## [Written task]
Write the next part of the article below about the ending of Fast X, starting right after its last sentence.

## [Provided text]
+ + + + + + +

How the Fast X Ending Betrays All That Made Fast & Furious Great

If Fast & Furious really cared about its family, why is it comfortable turning them into zombies?

'Fast X'
Universal Studios

It’s the beginning of the end for the Fast & Furious saga, and for the first time in its history, things aren’t certain. But while Fast X is priming the next and, as far as we know, last sequel, it’s also depriving the series of precisely what made it special in the first place.

In a movie series so absurdly concerned with family, it’s forgotten the basics: Sometimes the strongest bonds are forged in mourning those we’ve lost. It’s a lesson that Fast & Furious used to know, and could benefit from learning again before it’s too late.

Warning: Major spoilers for Fast X ahead.

Fast X, directed by Louis Leterrier, marks the first of two movies that brings the Fast & Furious series to the finish line. It mostly deals with the stylish and sociopathic Dante Reyes (Jason Momoa), who seeks revenge against Dominic Toretto (Vin Diesel) after his crew stole his family fortune and killed his father in 2011’s Fast Five.

You see immediately how Dante’s motivations are quintessentially Fast & Furious, a series so razor-focused on its singular theme it now gives everyone a secret brother or daughter. But Fast X’s ending reveals the Fast Saga publicly wrestling with what was once its strongest asset.

What Happens at the End of Fast X?

Fast X has a grim and somewhat ambiguous ending, although it’s clear Fast 11 is aiming to do something epic on the level of Avengers: Endgame.

Universal Studios

For once, the series takes on a grim, ambiguous conclusion. It doesn’t end at Dom’s neighborhood barbecue, with ice cold Coronas and reggaetón out the speakers. It ends with Dom’s vintage Charger at the bottom of a river at the foot of a dam, and a chunk of the “family” presumed dead in a burning plane. The uncertainty of knowing for sure if they’ll come out okay in the end is what lends the movie a sense of dread that hasn’t been genuinely felt in these movies in a long time, if at all.

+ + + + + + +

Saved entries
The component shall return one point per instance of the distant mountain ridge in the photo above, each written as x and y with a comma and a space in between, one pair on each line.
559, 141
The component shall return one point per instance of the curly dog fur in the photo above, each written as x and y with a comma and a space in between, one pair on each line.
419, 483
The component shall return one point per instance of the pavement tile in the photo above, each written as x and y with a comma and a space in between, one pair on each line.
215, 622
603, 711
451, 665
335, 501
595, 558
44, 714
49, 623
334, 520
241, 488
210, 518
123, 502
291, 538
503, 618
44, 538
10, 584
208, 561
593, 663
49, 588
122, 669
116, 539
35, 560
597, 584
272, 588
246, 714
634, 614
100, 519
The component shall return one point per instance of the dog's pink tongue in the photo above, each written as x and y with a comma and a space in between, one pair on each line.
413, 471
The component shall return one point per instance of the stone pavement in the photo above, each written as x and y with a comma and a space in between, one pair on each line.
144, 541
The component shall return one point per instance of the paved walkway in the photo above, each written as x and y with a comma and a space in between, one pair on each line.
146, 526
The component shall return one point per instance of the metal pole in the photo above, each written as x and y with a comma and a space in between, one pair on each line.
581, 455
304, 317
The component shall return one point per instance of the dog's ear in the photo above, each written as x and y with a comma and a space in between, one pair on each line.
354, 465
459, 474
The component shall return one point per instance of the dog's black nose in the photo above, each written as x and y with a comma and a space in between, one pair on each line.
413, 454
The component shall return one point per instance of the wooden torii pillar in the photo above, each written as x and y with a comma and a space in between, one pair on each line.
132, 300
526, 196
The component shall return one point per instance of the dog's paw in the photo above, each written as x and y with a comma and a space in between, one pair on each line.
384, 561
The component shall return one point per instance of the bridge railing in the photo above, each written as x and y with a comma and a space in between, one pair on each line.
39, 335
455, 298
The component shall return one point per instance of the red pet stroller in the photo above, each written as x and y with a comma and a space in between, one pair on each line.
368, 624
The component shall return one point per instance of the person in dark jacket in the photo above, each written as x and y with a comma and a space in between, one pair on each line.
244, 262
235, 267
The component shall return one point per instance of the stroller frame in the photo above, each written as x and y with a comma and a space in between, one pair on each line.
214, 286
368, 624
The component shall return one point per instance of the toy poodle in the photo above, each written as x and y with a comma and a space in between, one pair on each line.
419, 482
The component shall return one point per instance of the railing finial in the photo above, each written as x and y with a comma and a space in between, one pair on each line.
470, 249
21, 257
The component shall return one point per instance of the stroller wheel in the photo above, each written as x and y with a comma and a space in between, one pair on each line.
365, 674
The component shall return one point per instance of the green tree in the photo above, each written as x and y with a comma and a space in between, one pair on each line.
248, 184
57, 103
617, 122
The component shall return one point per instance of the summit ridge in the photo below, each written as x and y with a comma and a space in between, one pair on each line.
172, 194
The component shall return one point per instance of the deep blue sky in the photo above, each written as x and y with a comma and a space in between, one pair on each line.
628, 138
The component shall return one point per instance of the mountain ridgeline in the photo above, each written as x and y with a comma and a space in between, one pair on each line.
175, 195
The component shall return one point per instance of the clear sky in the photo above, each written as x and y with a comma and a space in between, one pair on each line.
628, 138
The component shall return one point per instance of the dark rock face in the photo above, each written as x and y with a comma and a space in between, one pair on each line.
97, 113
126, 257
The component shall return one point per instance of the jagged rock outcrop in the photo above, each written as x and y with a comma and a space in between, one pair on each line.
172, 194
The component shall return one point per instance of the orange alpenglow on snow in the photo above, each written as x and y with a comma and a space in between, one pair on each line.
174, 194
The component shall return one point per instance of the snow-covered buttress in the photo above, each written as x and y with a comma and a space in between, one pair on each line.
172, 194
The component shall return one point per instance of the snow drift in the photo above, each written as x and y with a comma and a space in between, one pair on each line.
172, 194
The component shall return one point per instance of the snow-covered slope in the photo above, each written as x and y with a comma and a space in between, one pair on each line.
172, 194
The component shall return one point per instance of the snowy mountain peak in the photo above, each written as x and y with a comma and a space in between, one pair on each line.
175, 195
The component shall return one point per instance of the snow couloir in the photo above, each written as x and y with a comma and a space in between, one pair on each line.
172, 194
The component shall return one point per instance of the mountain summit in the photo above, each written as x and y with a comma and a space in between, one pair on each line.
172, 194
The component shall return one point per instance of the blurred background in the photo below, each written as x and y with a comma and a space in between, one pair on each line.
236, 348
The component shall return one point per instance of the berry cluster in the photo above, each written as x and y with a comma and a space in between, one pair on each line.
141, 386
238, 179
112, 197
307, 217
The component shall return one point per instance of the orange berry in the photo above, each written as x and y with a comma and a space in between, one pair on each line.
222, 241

+ + + + + + +

## [Answer]
But any sense of stakes is undercut immediately by yet another “resurrection.” After Han’s laughably convoluted comeback in F9, Fast X now ends with Gisele alive, arriving to rescue Letty and Cipher from the Antarctica prison, with nary a scratch on her. (And yes, that’s Gal Gadot, in her second surprise cameo of the year.)

The return of Gisele, whose sacrifice in Fast & Furious 6 was one of the most powerful of the series, robs Fast X’s ending of any stakes or meaning in death. It similarly zaps all the air in the supposed death of John Cena’s Jakob in Fast X, a character simply too big to kill off so casually. The Fast & Furious has proved repeatedly it will find any way to cheat death, so long as it can afford its actor’s contract.

If No One Dies, What are the Stakes?

Also, are we really just gonna bring back Han and not do anything with him?

Universal Studios

The series has made a laughing stock of suspense, consequences, and yes, death. In hindsight, the once-ingenious method of bringing Letty back (remember when she was the dead one?) after Fast Five unlocked for the series a soap opera-esque habit to give almost anyone path to resurrection.

The Fast & Furious’ theme of family has often been at odds with real life, where behind-the-scenes squabbles have often eclipsed the films. Besides the public beef between Johnson and Diesel, Fast X sits in the shadow of Justin Lin’s exit. A veteran of the series dating back to 2006’s Tokyo Drift, Lin is almost as involved with this series as Vin Diesel, and creatively shepherded these movies in its high-water marks like Fast Five and Fast & Furious 6. If there’s anyone who ought to lay claim to being family with these characters, it’s Justin Lin.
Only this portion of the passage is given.